# TEXTO PROPORCIONADO:
• • • • • • •

Lo concreto es que las diferencias de clases saltan en cada rincón y el abuso de poder se vincula, particularmente, con la desaparición de una de estas chicas que, a la postre, ha sido sometida a la violencia sexual. Si bien cada personaje constituye una subtrama –lo cual se devela con el debido misterio y suspenso–, el nudo argumental se asienta en aquellos varones adolescentes que no sólo se vanaglorian en sus grupos de chat por difundir videos de mujeres desnudas (violencia digital), sino que –a todas luces– carecen de educación sexual y se cobijan en la impunidad que supone ser hijos de padres millonarios. Mientras tanto, las chicas filipinas representan el objeto de la desaprensión, la discriminación y el destrato.
Por definición, la violencia por motivos de género conlleva una conducta basada en una relación desigual de poder que afecta la dignidad, la integridad y la seguridad de mujeres o diversidades sexuales. Y, sobre todo, la ley entiende que tales vejámenes no se restringen a un asunto de las relaciones de pareja o del ámbito privado (no es un problema de pasiones). De allí que las históricas luchas feministas hayan sido los motores para la consolidación de sendas legislaciones internacionales y nacionales que velan por derechos (humanos) y que instan a la transformación de patrones socioculturales reproductores de estereotipos, así como apuntan a tomar medidas para prevenir y erradicar violencias, siendo los Estados los responsables de su cumplimiento. Sin embargo, los dos filmes y la serie ya referidos (independientemente de los márgenes que le cabe a la ficción y al relato audiovisual), ejemplifican el comportamiento social e institucional frente a la vulnerabilidad que afecta a las mujeres.
Días atrás, el gobierno mileista anunció el cierre de 13 programas cuyos objetivos eran fortalecer la autonomía de mujeres y diversidades, brindarles protección, garantizar capacitaciones y demás acciones que, en su finalidad, podrían brindarles herramientas a las víctimas para enfrentar la violencia de género sin miedo a denunciar o a buscar un espacio de acompañamiento. Al respecto, la justificación oficial hizo hincapié en el matiz “ideológico” de aquellos programas: una respuesta ignorante, banal, absurda y prepotente frente a un drama social que registra un femicidio cada 30 horas (promedio) en Argentina.
Dicho de otra forma, el asesinato de una mujer y su precedente violencia de género no constituyen problemáticas doctrinarias de izquierdas o de derechas. En rigor, manifiesta una problemática social, cultural y política contemplada en legislaciones que el Estado debe respetar. Las víctimas de violencia de género no son un constructo discursivo o meramente simbólico. Son personas que han transitado o transitan el dolor incrustado en la piel. Son personas que merecen respuestas justas. Son personas que no se pueden marginar y muchos menos menospreciar. Son personas que han motivado movimientos como el Ni una Menos, surgido el 3 de junio de 2015 en Argentina como correlato del femicidio de Chiara Páez. Ella era una joven de 14 años, que vivía en Rufino (Santa Fe) y fue asesinada por su novio. No fue una ficción, fue una chica menos.

• • • • • • •

# SOBRE LA TAREA:
En el texto sobre la violencia de género, ¿con qué adjetivos se califica la respuesta oficial que justificó el cierre de los 13 programas? Enumérelos todos. Los ítems no hacen falta para resolver esta tarea.

# DATOS PROPORCIONADOS:
• • • • • • •

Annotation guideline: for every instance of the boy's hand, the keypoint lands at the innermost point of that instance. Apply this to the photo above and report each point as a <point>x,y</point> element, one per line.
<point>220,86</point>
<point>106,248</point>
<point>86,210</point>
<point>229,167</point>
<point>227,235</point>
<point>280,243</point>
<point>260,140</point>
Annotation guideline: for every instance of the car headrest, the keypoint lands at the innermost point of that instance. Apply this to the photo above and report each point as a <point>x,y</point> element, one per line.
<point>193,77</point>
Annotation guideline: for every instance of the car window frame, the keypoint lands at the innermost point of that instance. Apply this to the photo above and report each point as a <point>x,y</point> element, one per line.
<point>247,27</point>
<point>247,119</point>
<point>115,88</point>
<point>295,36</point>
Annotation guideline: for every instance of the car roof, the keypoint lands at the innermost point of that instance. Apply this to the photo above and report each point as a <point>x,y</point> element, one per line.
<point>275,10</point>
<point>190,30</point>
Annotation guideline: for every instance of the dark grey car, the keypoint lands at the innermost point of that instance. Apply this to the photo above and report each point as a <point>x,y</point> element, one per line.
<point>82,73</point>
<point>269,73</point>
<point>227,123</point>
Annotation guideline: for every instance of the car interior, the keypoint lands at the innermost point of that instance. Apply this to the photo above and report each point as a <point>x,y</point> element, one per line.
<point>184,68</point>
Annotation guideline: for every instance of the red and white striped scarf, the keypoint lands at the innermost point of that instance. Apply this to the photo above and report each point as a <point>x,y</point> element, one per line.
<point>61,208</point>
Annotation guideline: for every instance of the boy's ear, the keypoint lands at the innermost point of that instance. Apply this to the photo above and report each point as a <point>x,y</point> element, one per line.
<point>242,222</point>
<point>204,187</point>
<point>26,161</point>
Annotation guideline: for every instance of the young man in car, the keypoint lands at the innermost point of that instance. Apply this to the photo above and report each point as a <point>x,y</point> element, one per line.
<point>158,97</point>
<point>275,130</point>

• • • • • • •

# TAREA RESUELTA:
- ignorante
- banal
- absurda
- prepotente